___ PAGE EXCERPT ___

The final API so far in this mini-series on new APIs in the GLib 2.62 series is `g_array_binary_search()`

, put together by Emmanuel Fleury and based on code by Christian Hergert. It’s due to be released in 2.61.2 soon. But first, a reminder about GLib version numbering.

Like the rest of GNOME’s official module set, GLib follows an odd/even versioning scheme, where every odd minor version number, like 2.61.x, is an unstable release building up to an even minor version number, like 2.62.x, which is stable. APIs may be added in unstable releases. They may be modified or even removed (if they haven’t been in a stable release yet). So all of the APIs I’ve blogged about recently still have a chance to be tweaked or dropped if people find problems with them. So if you see a problem or think that one of these APIs would be awkward to use in some way, please say, sooner rather than later! They need fixing before they’re in a stable release.

___

THINGS TO DO –
1. Answer these questions about the GLib excerpt in a few words each.
(a) Who put together `g_array_binary_search()`, and whose code is it based on?
(b) In which release is it due to appear?
(c) Is a release with an odd minor version number, such as 2.61.x, stable or unstable?
2. Pick out every line of the rows that contains the word "shrub".
The text and the rows were taken from separate, unrelated sources.

___ PROVIDED DATA ___

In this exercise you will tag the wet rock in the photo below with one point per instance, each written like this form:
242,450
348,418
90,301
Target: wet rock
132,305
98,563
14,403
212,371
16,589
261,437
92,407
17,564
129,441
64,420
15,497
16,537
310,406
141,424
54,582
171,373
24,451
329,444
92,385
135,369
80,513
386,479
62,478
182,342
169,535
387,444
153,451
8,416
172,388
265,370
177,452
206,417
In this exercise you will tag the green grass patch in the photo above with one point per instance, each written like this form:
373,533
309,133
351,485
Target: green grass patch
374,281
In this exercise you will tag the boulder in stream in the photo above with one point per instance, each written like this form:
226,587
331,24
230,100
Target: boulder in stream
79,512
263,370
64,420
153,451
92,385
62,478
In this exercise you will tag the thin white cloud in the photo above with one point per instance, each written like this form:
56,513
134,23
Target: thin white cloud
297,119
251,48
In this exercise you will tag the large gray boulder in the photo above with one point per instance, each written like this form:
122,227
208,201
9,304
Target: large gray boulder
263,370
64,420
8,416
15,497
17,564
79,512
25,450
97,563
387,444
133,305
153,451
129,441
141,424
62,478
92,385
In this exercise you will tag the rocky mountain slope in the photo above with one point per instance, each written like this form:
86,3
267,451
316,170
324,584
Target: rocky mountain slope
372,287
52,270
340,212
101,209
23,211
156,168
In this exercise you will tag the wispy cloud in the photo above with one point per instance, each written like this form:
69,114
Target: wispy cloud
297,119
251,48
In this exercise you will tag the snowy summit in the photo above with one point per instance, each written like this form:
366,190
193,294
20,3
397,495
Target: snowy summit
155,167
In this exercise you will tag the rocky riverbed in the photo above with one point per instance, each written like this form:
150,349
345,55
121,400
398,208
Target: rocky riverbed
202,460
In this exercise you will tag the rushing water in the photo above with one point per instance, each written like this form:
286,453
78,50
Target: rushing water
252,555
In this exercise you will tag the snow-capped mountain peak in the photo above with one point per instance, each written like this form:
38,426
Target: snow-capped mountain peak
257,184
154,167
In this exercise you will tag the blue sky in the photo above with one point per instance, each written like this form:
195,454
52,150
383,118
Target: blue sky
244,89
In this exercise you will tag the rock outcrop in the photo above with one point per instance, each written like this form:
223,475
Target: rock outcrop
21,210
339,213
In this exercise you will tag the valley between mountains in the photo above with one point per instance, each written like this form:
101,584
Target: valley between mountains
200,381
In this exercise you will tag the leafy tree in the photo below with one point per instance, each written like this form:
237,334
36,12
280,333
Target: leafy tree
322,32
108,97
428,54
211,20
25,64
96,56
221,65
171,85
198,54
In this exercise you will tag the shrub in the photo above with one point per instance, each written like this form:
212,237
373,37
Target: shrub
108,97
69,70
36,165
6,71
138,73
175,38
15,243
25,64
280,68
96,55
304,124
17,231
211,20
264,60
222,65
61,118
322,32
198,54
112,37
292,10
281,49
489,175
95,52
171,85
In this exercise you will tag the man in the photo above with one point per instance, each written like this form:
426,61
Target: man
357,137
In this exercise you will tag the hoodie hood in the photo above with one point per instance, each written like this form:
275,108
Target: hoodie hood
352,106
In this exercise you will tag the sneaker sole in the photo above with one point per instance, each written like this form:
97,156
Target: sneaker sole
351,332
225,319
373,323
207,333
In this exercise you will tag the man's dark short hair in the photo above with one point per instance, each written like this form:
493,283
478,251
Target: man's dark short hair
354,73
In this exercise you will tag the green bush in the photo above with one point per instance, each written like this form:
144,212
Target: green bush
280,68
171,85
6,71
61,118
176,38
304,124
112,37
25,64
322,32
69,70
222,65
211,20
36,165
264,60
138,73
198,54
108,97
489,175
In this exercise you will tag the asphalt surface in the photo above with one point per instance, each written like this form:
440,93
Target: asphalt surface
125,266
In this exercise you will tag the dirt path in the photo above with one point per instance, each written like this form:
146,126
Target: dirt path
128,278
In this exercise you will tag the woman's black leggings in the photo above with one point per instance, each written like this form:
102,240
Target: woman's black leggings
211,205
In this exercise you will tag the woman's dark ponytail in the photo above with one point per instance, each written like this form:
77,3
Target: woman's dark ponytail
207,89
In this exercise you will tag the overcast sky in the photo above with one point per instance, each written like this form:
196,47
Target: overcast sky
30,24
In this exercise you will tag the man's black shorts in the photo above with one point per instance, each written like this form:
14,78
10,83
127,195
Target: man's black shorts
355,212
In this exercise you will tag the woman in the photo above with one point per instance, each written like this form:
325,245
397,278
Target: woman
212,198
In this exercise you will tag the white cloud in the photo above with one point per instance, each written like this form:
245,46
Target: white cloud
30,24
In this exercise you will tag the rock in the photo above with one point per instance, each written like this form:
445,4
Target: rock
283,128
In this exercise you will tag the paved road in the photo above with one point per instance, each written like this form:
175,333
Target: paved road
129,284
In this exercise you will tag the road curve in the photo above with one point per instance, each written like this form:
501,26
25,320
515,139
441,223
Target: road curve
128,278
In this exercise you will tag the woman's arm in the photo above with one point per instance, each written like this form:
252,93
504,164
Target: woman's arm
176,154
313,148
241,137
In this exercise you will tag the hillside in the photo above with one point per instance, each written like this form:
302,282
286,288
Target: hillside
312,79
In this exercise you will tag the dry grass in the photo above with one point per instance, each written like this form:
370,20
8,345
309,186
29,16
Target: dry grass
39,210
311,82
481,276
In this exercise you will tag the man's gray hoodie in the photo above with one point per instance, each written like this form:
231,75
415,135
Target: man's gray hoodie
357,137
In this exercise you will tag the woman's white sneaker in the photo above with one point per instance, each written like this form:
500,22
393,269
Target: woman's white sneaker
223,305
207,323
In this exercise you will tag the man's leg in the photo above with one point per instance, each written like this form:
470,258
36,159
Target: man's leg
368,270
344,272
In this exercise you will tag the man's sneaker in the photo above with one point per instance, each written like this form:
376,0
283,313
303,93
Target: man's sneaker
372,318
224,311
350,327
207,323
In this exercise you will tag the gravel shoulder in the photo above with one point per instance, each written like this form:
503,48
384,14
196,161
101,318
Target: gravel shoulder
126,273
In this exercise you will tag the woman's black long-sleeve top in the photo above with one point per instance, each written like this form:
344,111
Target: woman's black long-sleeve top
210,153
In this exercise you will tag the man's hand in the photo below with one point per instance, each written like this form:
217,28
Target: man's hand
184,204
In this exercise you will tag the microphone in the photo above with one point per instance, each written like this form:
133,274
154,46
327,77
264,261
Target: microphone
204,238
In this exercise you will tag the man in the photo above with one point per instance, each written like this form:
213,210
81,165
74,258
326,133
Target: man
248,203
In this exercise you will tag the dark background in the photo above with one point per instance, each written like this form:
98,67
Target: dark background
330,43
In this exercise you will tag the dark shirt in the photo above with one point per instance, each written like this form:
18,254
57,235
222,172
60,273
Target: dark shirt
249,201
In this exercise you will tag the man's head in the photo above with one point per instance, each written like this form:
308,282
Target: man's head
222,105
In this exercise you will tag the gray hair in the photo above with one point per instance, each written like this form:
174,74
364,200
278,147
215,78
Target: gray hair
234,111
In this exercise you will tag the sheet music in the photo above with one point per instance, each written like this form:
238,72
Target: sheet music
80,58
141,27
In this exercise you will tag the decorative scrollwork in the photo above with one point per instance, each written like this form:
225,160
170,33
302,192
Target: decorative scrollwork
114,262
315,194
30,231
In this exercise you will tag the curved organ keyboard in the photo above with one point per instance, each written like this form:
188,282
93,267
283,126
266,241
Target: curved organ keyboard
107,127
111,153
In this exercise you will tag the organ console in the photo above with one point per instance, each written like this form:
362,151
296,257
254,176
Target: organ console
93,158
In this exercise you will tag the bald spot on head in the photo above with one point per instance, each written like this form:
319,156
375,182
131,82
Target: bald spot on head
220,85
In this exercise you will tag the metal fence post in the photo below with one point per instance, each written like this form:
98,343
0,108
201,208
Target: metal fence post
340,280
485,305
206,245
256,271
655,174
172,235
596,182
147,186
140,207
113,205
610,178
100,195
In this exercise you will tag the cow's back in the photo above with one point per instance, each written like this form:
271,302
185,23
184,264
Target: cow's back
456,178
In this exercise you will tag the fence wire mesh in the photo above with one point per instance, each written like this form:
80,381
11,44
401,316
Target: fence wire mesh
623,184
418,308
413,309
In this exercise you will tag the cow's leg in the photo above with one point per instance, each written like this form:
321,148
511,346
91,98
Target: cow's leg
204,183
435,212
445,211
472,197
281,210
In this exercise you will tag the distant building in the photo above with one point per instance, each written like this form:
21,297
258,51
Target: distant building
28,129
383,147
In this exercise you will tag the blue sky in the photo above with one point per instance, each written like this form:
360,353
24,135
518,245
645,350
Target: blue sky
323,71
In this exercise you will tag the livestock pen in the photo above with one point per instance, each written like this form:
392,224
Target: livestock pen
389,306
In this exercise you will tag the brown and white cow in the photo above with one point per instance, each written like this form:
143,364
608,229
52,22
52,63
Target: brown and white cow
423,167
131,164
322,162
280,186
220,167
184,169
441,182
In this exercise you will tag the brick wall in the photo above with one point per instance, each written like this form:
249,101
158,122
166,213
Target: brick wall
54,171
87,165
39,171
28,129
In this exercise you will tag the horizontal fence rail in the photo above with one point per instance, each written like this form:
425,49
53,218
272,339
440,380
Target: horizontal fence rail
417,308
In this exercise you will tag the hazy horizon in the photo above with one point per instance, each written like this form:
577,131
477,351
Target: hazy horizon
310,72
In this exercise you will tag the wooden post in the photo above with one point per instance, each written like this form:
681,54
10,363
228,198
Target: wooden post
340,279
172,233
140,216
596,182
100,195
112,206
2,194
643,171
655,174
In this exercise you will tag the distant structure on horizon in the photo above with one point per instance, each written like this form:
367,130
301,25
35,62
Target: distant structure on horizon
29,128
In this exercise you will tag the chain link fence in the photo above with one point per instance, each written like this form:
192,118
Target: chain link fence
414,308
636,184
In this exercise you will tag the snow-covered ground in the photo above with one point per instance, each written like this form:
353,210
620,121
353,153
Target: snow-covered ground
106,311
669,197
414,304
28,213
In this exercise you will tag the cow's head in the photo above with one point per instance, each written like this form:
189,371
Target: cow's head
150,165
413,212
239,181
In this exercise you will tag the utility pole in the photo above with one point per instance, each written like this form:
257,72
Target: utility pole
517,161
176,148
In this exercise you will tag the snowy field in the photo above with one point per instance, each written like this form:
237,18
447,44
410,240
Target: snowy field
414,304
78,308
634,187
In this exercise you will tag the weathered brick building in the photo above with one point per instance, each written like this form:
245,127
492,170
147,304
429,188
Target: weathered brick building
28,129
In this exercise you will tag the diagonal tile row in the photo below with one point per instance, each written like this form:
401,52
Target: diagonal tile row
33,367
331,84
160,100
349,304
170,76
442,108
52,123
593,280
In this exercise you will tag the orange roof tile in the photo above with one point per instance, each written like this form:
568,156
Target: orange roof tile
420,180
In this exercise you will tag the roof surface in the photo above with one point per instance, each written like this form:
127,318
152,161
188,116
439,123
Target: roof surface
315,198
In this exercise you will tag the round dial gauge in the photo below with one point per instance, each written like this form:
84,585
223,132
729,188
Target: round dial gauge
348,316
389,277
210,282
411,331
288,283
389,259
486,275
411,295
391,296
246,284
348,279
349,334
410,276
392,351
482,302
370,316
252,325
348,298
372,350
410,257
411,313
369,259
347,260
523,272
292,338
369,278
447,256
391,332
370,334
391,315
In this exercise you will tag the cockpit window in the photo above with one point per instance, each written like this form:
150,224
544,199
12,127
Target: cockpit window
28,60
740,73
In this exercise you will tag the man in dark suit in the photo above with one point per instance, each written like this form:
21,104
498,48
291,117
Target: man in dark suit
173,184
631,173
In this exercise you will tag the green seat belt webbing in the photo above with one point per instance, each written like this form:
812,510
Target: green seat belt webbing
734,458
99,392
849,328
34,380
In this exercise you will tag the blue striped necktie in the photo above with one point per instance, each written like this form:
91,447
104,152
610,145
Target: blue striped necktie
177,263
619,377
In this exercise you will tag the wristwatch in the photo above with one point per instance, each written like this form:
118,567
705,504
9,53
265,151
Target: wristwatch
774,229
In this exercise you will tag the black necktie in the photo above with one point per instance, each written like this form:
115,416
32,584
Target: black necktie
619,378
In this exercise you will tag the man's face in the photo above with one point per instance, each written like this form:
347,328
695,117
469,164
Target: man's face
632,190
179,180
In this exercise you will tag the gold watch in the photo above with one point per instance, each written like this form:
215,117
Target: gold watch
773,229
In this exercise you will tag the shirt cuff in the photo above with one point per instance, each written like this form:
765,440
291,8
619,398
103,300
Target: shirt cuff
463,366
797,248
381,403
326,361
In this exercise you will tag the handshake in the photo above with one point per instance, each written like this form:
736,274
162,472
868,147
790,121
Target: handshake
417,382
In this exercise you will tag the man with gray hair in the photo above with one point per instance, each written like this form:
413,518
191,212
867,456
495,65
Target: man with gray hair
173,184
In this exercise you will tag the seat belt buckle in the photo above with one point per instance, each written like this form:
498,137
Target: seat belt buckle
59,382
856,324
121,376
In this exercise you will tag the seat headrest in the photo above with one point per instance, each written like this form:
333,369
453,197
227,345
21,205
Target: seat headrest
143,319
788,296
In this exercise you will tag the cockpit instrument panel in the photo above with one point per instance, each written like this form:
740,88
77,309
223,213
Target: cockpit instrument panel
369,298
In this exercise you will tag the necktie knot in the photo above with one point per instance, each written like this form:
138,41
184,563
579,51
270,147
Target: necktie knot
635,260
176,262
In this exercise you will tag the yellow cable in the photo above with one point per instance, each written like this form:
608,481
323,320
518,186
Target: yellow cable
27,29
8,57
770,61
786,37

___

THE SOLUTIONS –
1.
(a) Emmanuel Fleury, based on code by Christian Hergert.
(b) 2.61.2.
(c) Unstable.

2.
In this exercise you will tag the shrub in the photo above with one point per instance, each written like this form:
Target: shrub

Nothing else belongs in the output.